-- Task objective --
Could you update all of the data below by replacing "keypoint" with "marker" everywhere, changing nothing else, and return it without the pictures?

Point annotation dataset
※ ※ ※

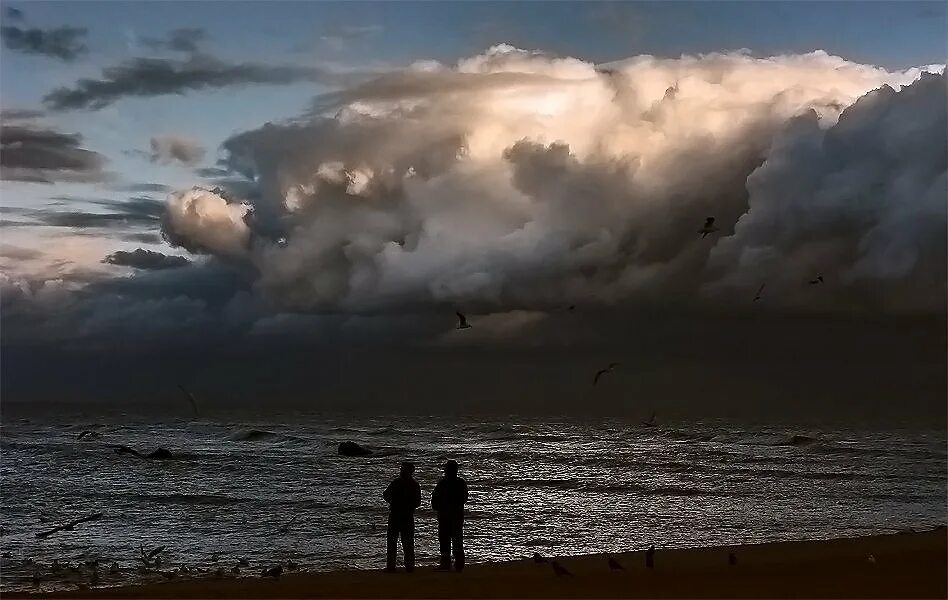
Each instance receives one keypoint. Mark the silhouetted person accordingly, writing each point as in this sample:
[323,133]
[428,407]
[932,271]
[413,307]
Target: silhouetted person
[448,500]
[403,496]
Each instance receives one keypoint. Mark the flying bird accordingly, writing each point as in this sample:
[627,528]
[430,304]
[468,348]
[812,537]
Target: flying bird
[560,570]
[602,372]
[190,399]
[760,291]
[708,227]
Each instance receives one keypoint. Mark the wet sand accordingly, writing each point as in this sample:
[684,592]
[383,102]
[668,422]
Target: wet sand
[907,565]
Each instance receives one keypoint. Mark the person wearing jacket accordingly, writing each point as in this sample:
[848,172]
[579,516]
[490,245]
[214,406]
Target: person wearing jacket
[403,496]
[448,501]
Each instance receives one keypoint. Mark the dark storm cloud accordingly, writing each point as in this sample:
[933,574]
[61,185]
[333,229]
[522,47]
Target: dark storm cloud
[145,238]
[18,114]
[147,77]
[44,155]
[145,187]
[64,43]
[178,40]
[145,259]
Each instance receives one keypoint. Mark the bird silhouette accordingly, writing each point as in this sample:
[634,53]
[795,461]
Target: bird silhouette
[560,570]
[708,227]
[286,527]
[274,572]
[602,372]
[651,421]
[760,291]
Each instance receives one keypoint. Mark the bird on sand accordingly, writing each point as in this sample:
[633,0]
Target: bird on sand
[708,227]
[602,372]
[760,291]
[190,399]
[560,570]
[274,572]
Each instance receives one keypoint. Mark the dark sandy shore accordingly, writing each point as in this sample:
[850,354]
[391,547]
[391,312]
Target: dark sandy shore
[907,565]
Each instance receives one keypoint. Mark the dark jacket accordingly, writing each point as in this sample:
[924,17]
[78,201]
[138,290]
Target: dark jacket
[449,496]
[403,495]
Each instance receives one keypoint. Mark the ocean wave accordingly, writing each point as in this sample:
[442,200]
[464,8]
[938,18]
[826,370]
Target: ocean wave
[206,499]
[250,435]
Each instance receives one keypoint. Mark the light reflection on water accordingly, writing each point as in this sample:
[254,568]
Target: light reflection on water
[561,488]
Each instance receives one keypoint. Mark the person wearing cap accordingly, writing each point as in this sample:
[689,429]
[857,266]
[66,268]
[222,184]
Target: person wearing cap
[403,496]
[448,501]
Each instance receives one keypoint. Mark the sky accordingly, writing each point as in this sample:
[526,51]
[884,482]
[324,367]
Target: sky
[294,198]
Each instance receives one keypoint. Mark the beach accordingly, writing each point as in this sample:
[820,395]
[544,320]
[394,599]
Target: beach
[905,565]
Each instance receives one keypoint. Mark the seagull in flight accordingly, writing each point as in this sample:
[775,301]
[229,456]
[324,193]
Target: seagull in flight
[760,291]
[190,399]
[708,227]
[602,372]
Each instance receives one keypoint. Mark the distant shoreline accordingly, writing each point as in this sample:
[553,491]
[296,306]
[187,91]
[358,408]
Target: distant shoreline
[903,565]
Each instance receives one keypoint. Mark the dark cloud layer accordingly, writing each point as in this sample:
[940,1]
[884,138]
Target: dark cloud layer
[145,77]
[43,155]
[145,259]
[64,43]
[178,40]
[123,214]
[521,181]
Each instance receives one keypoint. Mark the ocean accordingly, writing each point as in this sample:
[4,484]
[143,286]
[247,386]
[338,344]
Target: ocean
[253,493]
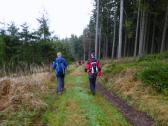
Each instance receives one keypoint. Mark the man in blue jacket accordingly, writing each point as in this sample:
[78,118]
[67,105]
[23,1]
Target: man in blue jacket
[60,65]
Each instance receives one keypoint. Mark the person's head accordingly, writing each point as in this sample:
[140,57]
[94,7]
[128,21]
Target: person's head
[92,55]
[59,54]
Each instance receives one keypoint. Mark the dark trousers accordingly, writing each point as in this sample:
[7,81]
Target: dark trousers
[60,84]
[92,80]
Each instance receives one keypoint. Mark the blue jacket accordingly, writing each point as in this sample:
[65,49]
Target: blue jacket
[58,60]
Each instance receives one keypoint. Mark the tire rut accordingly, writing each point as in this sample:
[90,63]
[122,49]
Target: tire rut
[135,117]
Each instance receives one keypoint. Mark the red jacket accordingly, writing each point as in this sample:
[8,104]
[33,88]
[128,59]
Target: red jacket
[89,66]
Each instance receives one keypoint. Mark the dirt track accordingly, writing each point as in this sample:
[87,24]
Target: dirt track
[135,117]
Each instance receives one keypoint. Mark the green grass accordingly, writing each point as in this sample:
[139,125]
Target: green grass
[77,107]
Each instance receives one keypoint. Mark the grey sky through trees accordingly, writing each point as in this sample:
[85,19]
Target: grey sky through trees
[66,17]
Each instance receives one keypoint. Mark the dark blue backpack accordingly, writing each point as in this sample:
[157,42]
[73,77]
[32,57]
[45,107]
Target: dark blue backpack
[60,68]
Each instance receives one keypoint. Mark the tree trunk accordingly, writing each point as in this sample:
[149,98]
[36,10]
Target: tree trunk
[164,31]
[141,39]
[84,50]
[153,36]
[114,36]
[100,43]
[145,43]
[106,46]
[137,30]
[97,26]
[120,29]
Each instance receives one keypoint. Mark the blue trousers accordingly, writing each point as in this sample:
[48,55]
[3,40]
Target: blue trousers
[92,80]
[60,84]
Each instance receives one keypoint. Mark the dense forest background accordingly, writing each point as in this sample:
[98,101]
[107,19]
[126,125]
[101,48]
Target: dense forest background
[117,28]
[127,28]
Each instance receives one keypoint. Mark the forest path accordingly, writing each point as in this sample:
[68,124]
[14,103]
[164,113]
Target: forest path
[77,106]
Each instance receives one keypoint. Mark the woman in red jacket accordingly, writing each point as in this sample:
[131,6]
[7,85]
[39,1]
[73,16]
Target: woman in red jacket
[93,68]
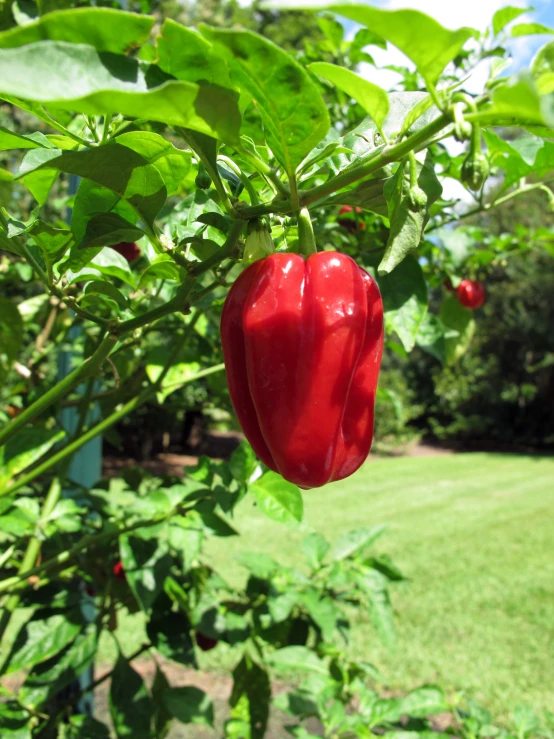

※ ※ ※

-- Result --
Each instance receives one marker. Mark the silhouetted person accordingly, writing each point as in this sample:
[323,133]
[428,407]
[932,271]
[413,307]
Target: silhouetted person
[448,500]
[403,496]
Each instance receives one marker. Mark the flying bird accordingly, writing each point as in this sample:
[627,528]
[430,304]
[468,348]
[812,537]
Target: flying bird
[560,570]
[602,372]
[190,399]
[760,291]
[708,227]
Each instance receives one marker. Mark the wet sand accordingly, writing each point as in this sample:
[684,592]
[383,102]
[668,422]
Target: wet sand
[907,565]
Each instance receives one marker. Mark the person wearing jacket accordingly, writing each point as in this sample:
[848,172]
[579,516]
[490,245]
[214,406]
Target: person wearing jacket
[403,496]
[448,501]
Each instance receives one marker. Mark the dark storm cloud accordingly, writing each point as in this sample:
[933,574]
[61,185]
[333,229]
[522,47]
Target: dark storm cloud
[145,238]
[18,114]
[147,77]
[44,155]
[145,187]
[64,43]
[178,40]
[145,259]
Each instance receives one marker. Mark the bird silhouette accordingly, writing each point as in this sample:
[634,53]
[795,461]
Target: bird silhouette
[560,570]
[708,227]
[286,527]
[274,572]
[602,372]
[651,421]
[760,291]
Each instance receives one marker. Mark the bird on sand accordingly, writing each point as in this sample:
[633,0]
Target: bird on sand
[708,227]
[602,372]
[760,291]
[190,399]
[560,570]
[274,572]
Each instance receives one marker. Mark the dark sandy shore accordingly, writing each point as in this sample:
[850,354]
[391,547]
[391,312]
Target: dark sandy shore
[907,565]
Each instance receives one marker. Mark the dark jacket accordingly, writing each point as in this sample:
[924,17]
[78,201]
[138,290]
Target: dark jacket
[449,496]
[403,495]
Each instance receives one marker. Mark the ocean wave accordingly, writing each point as in this sample:
[442,200]
[464,8]
[938,18]
[826,370]
Target: ocean wave
[206,499]
[250,435]
Each instance receives one marker. Mark the light reflection on water accordingly, writing each point as in this sample:
[254,568]
Target: light reflection on water
[561,488]
Each instance receives one marker. Mark the person wearing cap accordingly, writing each point as in this sample:
[689,429]
[857,266]
[66,268]
[222,184]
Target: person wearing cap
[403,496]
[448,501]
Each instance receives one marker. Mark the sky accordingly, writing each point as in this sample:
[526,51]
[884,482]
[324,367]
Target: sky
[294,198]
Each instance receives one marker. Mark the beach accordingly, writing each point as in this sample:
[820,395]
[544,320]
[394,599]
Target: beach
[905,565]
Each instance receives one marker. Mark the seagull in flight accordingly, writing each point as in this sample:
[775,301]
[229,456]
[324,193]
Target: seagull in flight
[760,291]
[190,399]
[708,227]
[602,372]
Each instance receives one marker. Mark the distant shoreline accordingly, writing each point as in this sample:
[553,491]
[296,306]
[187,91]
[358,408]
Target: distant shoreline
[903,565]
Each instance receives one marker. Mark the dark cloud layer accordingly, writing each point as in this sample:
[940,1]
[884,138]
Target: dark cloud layer
[145,77]
[43,155]
[145,259]
[64,43]
[178,40]
[123,214]
[521,181]
Each instance receives one marker. Mark the ocean accordingly, writing each point as in this sample:
[4,484]
[143,286]
[247,386]
[338,344]
Target: ocean
[253,493]
Each instance receives one marker. Mark the man in blue jacket accordingly, writing each point as in this sample:
[78,118]
[67,105]
[23,1]
Target: man in blue jacket
[60,65]
Each instance receives one marker. Mark the person's head accordingly, writing each point as in this sample:
[140,57]
[94,7]
[128,21]
Target: person's head
[92,55]
[59,54]
Each instance receives one marker. Mark the dark trousers accordingly, writing each point as in this sample:
[7,81]
Target: dark trousers
[60,84]
[92,80]
Each instance receives one marker. Mark the blue jacket accordingly, writing each point as in this sample:
[65,49]
Target: blue jacket
[58,60]
Each instance receives one marker. Mark the tire rut accordingly, writing each point as in this sample:
[90,63]
[122,49]
Target: tire rut
[135,117]
Each instance receives one marker. Mark the red jacket accordingly, writing each point as in this sample:
[8,104]
[33,88]
[128,59]
Target: red jacket
[89,66]
Each instance receives one marker. Mark the dirt track accordingly, writing each point as in this sample:
[87,24]
Target: dirt track
[135,117]
Each instance receives one marker. Mark the green grass accordingly, writing each point as in this sample:
[139,125]
Target: green grass
[77,107]
Each instance receives one marker. Mark the grey sky through trees accordingly, writing each point as in this sample:
[85,19]
Target: grey sky through trees
[66,17]
Each instance receives one marker. Mark the dark blue backpack accordingly, writing each point as in this sample:
[157,42]
[73,77]
[32,57]
[45,107]
Target: dark blue backpack
[60,68]
Each instance receives one marker. Mark the tree trunk accordingly, writing each point as in this sample:
[149,98]
[36,10]
Target: tree trunk
[164,31]
[141,39]
[84,50]
[153,36]
[114,36]
[100,43]
[145,43]
[106,46]
[137,30]
[97,26]
[120,29]
Each instance receives one marker. Mark the blue trousers accordingly, writing each point as in this sample:
[48,55]
[3,40]
Target: blue trousers
[92,80]
[60,84]
Each instance receives one marker. Mark the dense forest background accordingly, writing each point as in this sample:
[98,101]
[107,19]
[126,125]
[101,48]
Target: dense forest background
[117,28]
[127,28]
Each instance receives one marker. Mark the forest path accordingly, writing each point as in this sample:
[68,124]
[14,103]
[164,113]
Target: forest path
[77,106]
Each instance receives one marker. Mark the woman in red jacket accordingly, writing each point as in this sample:
[131,6]
[7,85]
[39,1]
[73,16]
Target: woman in red jacket
[93,68]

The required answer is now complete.